** start of Page text **

I've making some testing with anime, I like:
Lagarith 1.36, good balance in speed and compression
FFV1 AC (keyframes distance=1), best compression and good 4 editing
FFV1 AC (default: 250 keyf.dist.), bestest compression

Note: all these codecs are lossless. best quality
For capture with quality loss, PICvideo MJPEG is fast.
But is no good idea to capture to a lossy codec.

I capture to MJPEG to 100% when i have little space hdd
because my capture card has MJPEG compession in hardware.

I hope it helps. Bye

azsd
14th July 2005, 04:07
Alparysoft Lossless Video Codec@realtime compress level
faster speed and lower system load than FFV1/MSU Lossless/HuffYUV in my option

mg262
21st July 2005, 11:02
About a year ago I went through all the lossless codecs I could find testing for speed and compressability... and I found that Alparysoft Lossless Video Codec wasn't lossless. I.e. when I uncompressed the output to raw and compared with the original using fc, there were differences. I do remember that I checked my settings quite carefully and repeated the test.

Now it might well be that this was a bug with one version that has now been fixed... but I would advise anyone trying it to compress/uncompress and check against the original. (+Even if there are differences they might be too small to matter for capturing purposes.. but IMO again worth checking.)

Edit: @Chainmax, FWIW I normally capture with normal HuffYUV YUY2 and IIRC reckon on between 500 and 700 MB/min. To be more concrete, I have some 25 minute <-VHS cartoon captures on my hard disk and they all are around 15 GB. So you would be cutting it tight with normal HuffYUV but given that you're using the better compressing one inside ffdshow and also YV12, you'd probably be okay. (I would recompress one of those episodes for you to be more concrete but I don't have VFW ffdshow at my system at present -- sorry!)

mic
6th August 2005, 22:29
Nero actually does a passible job, or what you might consider a passible job, recording direct to DVD. If you've got a DVD writer, won't cost anything to give it a try.

Mug Funky
7th August 2005, 08:23
plus as I'm here in NTSC-land and am uncertain as to how well my ballpark figure might hold up if you happen to be dealing with PAL material.

480*29.97 = 14385.6
576*25 = 14400

so theoretically PAL should be very slightly more demanding, if the capture width is the same (704 is a good width to cap at IMHO)

though for DV capture, the data rates are identical for NTSC and PAL (because it must be strictly CBR to be written to tape at a constant speed).

** end of Page text **
** start of Raw data **

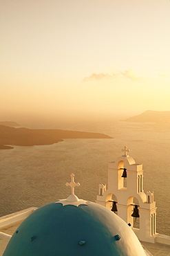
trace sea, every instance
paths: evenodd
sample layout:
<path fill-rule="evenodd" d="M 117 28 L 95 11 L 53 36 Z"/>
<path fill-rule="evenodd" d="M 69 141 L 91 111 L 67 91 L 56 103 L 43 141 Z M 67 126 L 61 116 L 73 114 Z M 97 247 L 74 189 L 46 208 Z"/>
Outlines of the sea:
<path fill-rule="evenodd" d="M 49 127 L 48 127 L 49 128 Z M 54 127 L 53 127 L 54 128 Z M 123 154 L 143 165 L 144 190 L 154 192 L 157 232 L 170 235 L 170 124 L 121 121 L 58 124 L 56 129 L 100 132 L 111 139 L 65 139 L 53 145 L 0 151 L 0 216 L 65 199 L 75 174 L 80 199 L 95 201 L 107 185 L 107 165 Z"/>

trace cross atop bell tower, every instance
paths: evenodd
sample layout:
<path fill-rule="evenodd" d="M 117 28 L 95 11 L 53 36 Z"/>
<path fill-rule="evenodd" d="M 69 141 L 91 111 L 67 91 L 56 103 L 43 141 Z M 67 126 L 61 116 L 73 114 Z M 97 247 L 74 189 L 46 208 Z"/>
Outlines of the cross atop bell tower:
<path fill-rule="evenodd" d="M 124 149 L 122 149 L 122 151 L 125 152 L 125 154 L 123 155 L 122 156 L 127 156 L 128 155 L 127 153 L 130 152 L 130 150 L 127 149 L 127 146 L 125 146 Z"/>

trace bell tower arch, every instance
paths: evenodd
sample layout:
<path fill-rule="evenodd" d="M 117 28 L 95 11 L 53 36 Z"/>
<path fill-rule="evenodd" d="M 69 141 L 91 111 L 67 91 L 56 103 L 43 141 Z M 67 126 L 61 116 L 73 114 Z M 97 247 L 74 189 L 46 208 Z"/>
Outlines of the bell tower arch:
<path fill-rule="evenodd" d="M 117 199 L 118 215 L 131 224 L 139 239 L 154 242 L 156 207 L 153 192 L 147 192 L 146 194 L 143 190 L 142 165 L 136 163 L 134 159 L 128 155 L 130 150 L 127 146 L 122 151 L 123 155 L 108 163 L 108 188 L 105 186 L 105 192 L 103 190 L 103 194 L 97 196 L 96 202 L 110 209 L 111 195 L 114 194 Z M 138 205 L 134 202 L 134 198 L 138 200 Z M 131 216 L 134 208 L 136 212 L 139 212 L 139 217 L 136 218 L 139 219 L 140 228 L 134 228 Z"/>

** end of Raw data **

▶ [Tasks to perform]
**a)** In the forum thread about video codecs, which codec did mg262 find was not actually lossless?
**b)** Reproduce the passage from the forum thread starting at "so theoretically PAL" and ending at "a constant speed).".
Rely only on the forum thread, not on the rows.

▶ [List of solutions]
**a)** Alparysoft Lossless Video Codec.

**b)**
so theoretically PAL should be very slightly more demanding, if the capture width is the same (704 is a good width to cap at IMHO)

though for DV capture, the data rates are identical for NTSC and PAL (because it must be strictly CBR to be written to tape at a constant speed).